Take the line with "the hairy leaf?" as the first line and the last line of the data as the final one. Write out those lines exactly, and no others.

*** MATERIAL SUPPLIED

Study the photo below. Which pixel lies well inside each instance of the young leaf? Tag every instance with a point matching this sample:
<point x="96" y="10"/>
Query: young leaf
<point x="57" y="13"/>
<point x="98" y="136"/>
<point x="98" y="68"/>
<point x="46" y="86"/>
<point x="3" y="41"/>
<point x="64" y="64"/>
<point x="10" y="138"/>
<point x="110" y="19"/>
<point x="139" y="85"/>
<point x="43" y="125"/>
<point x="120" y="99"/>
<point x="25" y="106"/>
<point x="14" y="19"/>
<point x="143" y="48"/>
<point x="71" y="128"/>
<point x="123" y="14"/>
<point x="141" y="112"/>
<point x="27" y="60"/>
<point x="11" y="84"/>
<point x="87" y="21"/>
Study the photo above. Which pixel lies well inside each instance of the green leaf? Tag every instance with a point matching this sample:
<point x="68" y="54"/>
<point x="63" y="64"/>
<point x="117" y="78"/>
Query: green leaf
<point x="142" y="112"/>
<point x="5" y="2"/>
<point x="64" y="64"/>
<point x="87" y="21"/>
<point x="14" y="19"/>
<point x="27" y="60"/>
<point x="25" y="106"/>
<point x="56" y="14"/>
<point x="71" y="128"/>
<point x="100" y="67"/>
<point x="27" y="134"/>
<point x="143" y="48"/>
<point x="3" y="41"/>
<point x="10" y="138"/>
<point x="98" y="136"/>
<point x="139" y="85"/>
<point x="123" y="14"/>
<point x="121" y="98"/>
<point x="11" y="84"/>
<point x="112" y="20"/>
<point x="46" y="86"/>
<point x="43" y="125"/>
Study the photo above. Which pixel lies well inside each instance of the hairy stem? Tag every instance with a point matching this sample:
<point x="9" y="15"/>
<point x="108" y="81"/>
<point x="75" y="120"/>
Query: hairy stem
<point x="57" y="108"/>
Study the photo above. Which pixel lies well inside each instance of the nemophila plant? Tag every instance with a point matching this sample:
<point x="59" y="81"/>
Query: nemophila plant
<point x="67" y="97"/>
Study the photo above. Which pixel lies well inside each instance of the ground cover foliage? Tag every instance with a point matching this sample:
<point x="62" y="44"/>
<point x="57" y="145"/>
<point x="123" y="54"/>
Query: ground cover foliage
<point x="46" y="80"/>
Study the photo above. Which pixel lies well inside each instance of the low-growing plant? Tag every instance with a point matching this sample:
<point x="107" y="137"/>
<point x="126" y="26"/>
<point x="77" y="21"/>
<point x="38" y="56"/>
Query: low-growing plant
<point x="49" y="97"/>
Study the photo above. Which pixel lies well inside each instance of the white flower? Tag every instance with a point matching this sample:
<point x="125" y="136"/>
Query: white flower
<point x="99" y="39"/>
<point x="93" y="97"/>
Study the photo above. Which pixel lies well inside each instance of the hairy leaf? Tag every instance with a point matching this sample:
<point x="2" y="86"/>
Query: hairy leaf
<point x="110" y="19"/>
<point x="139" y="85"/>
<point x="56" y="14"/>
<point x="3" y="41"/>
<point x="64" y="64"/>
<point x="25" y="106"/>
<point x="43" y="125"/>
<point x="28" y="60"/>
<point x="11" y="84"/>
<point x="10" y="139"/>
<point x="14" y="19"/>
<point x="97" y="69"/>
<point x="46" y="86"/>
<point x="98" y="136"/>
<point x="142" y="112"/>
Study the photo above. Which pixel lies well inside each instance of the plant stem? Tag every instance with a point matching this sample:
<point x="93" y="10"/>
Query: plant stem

******

▸ **RESPONSE TO THIS TASK**:
Study the photo above. Which pixel lies well inside each instance of the hairy leaf? Tag every instance with a point matching this sample:
<point x="2" y="86"/>
Query: hairy leaf
<point x="110" y="19"/>
<point x="139" y="85"/>
<point x="56" y="14"/>
<point x="3" y="41"/>
<point x="64" y="64"/>
<point x="25" y="106"/>
<point x="43" y="125"/>
<point x="28" y="60"/>
<point x="11" y="84"/>
<point x="10" y="139"/>
<point x="14" y="19"/>
<point x="97" y="69"/>
<point x="46" y="86"/>
<point x="98" y="136"/>
<point x="142" y="112"/>
Study the photo above. Which pixel lies well inside each instance of the plant stem? Tag every instance with a point matching this sample:
<point x="93" y="10"/>
Query: plant stem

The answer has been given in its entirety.